-- EXERCISE PROMPT --
Could you write out exactly, and only, the lines from the one containing "Mark a point on each instance of the round" through the last line of the data, leaving out all pictures?

-- RECORDS SUPPLIED --
++++++

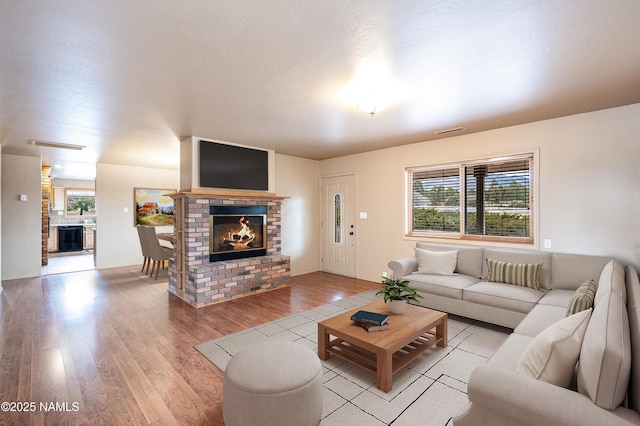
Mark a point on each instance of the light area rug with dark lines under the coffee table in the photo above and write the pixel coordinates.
(429, 391)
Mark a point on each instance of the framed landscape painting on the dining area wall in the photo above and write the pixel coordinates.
(153, 207)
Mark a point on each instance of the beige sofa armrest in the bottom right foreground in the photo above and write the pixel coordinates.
(502, 397)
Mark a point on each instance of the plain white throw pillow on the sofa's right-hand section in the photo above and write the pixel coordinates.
(552, 355)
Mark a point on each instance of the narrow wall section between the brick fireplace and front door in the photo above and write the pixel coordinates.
(297, 179)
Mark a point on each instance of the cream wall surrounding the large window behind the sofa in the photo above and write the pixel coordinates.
(588, 175)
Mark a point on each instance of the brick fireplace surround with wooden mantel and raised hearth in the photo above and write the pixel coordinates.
(196, 279)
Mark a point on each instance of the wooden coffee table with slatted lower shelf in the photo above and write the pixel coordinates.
(383, 352)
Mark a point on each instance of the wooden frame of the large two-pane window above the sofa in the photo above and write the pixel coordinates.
(410, 171)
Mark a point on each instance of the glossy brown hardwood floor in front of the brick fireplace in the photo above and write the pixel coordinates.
(105, 347)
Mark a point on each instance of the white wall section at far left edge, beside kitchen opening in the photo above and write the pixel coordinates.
(21, 220)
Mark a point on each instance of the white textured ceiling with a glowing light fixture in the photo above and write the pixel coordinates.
(128, 79)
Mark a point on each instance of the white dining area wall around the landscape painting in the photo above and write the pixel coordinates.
(117, 242)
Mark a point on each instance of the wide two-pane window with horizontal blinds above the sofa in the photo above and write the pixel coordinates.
(487, 200)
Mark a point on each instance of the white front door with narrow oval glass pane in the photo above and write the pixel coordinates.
(338, 225)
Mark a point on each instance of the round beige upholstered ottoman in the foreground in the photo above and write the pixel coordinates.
(276, 382)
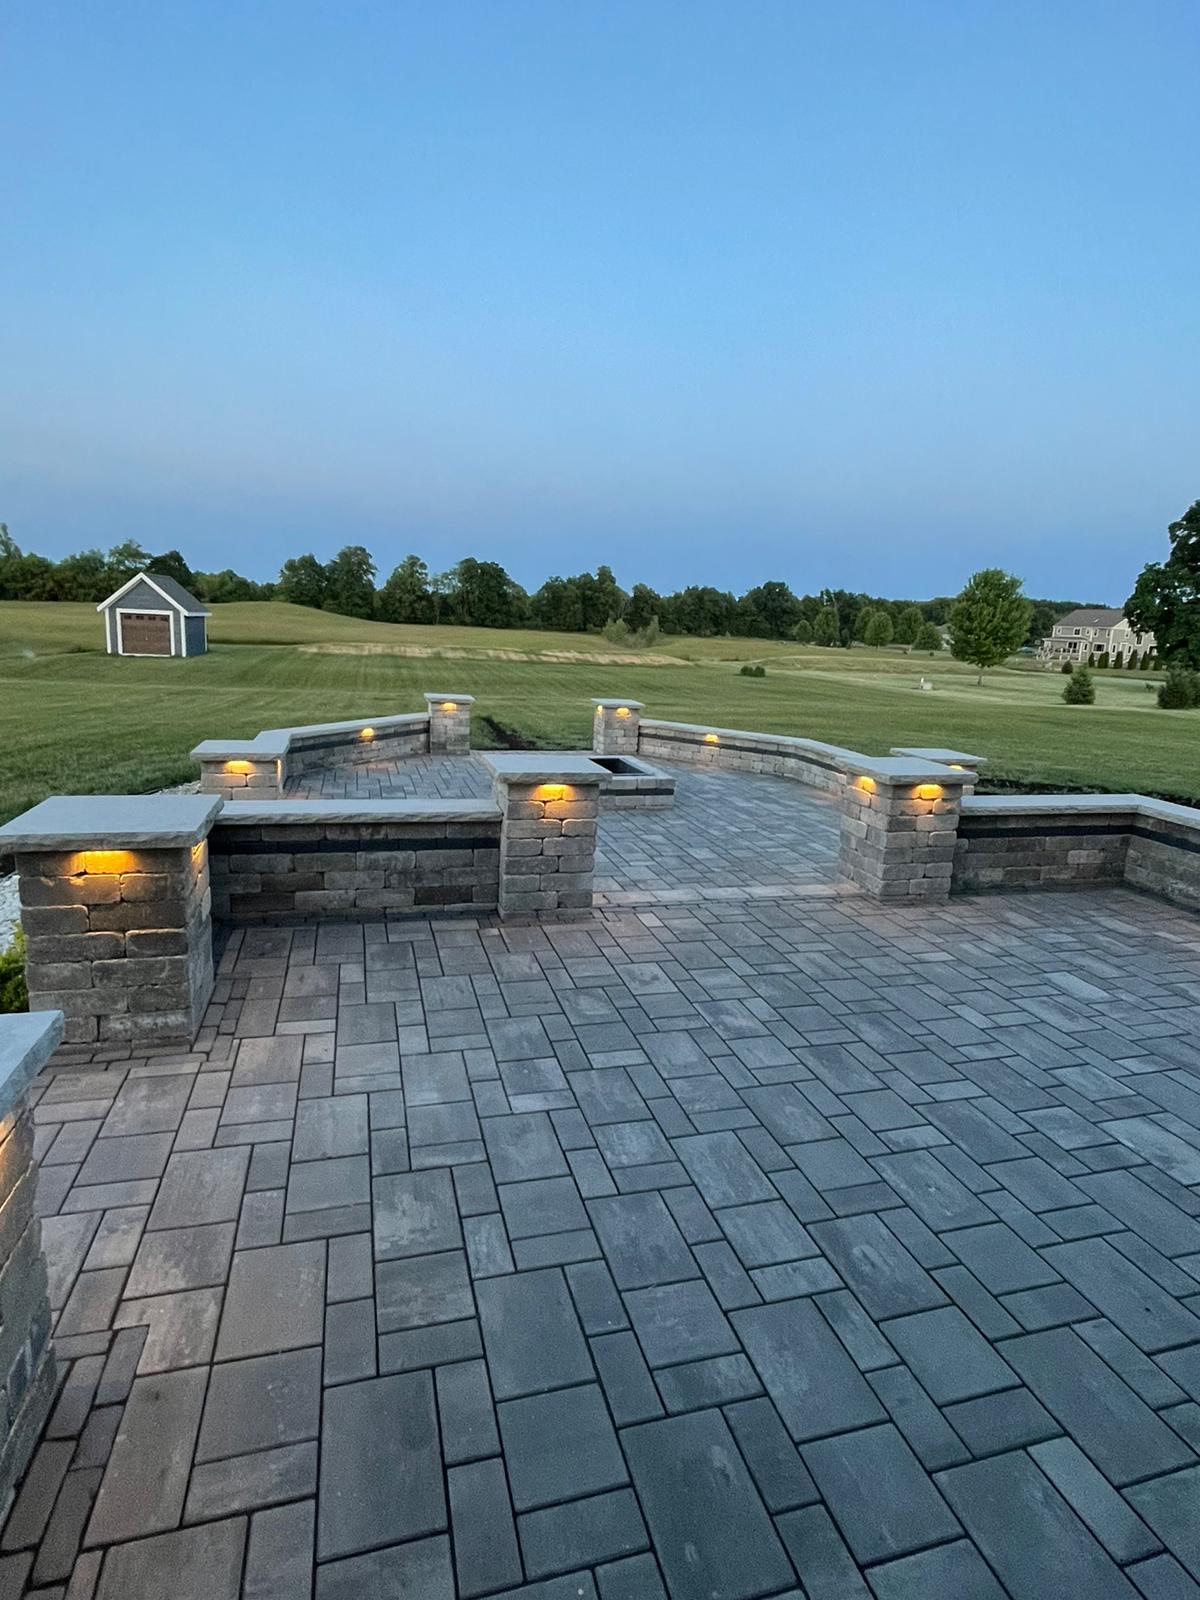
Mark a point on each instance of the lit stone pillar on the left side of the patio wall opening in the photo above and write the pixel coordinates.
(550, 810)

++++++

-- TASK ANSWER --
Mark a point on each instance of the round beige upholstered ottoman in the foreground in the photo above and write the pixel coordinates.
(276, 382)
Mark a point on each instance of the lit stone pillar on the left side of the patio wall opening in the photo above and write the pixel coordinates.
(550, 810)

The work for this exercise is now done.